- WHAT THE TASK ASKS -
Copy out the lines below that hold the word "dress".

═════ RECORDS PROVIDED

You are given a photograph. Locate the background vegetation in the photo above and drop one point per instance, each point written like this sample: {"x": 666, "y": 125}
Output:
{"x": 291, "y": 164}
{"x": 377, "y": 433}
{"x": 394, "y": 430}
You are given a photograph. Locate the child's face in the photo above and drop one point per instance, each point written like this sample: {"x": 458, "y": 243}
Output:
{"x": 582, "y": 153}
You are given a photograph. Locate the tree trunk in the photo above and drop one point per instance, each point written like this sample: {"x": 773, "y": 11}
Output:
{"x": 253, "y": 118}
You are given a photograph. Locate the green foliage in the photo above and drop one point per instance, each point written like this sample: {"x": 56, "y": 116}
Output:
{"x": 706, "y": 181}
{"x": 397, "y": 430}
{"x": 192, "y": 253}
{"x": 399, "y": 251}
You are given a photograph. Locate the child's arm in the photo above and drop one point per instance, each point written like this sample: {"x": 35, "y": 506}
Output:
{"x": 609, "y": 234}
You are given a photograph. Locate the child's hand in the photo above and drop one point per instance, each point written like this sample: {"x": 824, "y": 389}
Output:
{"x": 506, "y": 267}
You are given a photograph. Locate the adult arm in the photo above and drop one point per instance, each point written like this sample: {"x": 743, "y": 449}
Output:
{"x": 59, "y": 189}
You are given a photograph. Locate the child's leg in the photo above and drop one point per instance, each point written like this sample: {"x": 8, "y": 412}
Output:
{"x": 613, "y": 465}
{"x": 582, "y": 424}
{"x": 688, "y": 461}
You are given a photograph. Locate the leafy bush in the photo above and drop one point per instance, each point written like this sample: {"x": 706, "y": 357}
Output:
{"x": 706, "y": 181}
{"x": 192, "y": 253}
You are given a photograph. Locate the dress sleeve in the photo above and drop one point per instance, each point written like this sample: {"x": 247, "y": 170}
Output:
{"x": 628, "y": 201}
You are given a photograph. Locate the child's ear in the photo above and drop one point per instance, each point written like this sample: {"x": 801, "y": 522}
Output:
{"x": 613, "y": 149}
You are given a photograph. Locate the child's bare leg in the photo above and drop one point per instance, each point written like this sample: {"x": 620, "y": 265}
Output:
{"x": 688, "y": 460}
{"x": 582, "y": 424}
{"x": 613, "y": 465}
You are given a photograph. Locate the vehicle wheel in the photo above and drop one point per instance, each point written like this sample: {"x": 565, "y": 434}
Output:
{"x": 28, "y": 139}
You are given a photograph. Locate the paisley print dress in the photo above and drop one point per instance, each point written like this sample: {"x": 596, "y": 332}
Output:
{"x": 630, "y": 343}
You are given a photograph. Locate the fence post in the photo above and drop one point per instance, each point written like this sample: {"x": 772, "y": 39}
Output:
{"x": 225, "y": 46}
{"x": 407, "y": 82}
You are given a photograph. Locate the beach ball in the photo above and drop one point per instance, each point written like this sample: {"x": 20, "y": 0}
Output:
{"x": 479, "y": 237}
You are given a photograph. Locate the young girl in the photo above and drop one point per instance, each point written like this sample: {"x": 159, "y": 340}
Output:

══════════

- SOLUTION BELOW -
You are given a photograph. Locate the dress sleeve in the photo above and drop one point per instance, each point written like this sample: {"x": 247, "y": 170}
You are given a photograph. Locate the paisley print dress in the photo above and drop one point per instance, each point written like this sample: {"x": 596, "y": 332}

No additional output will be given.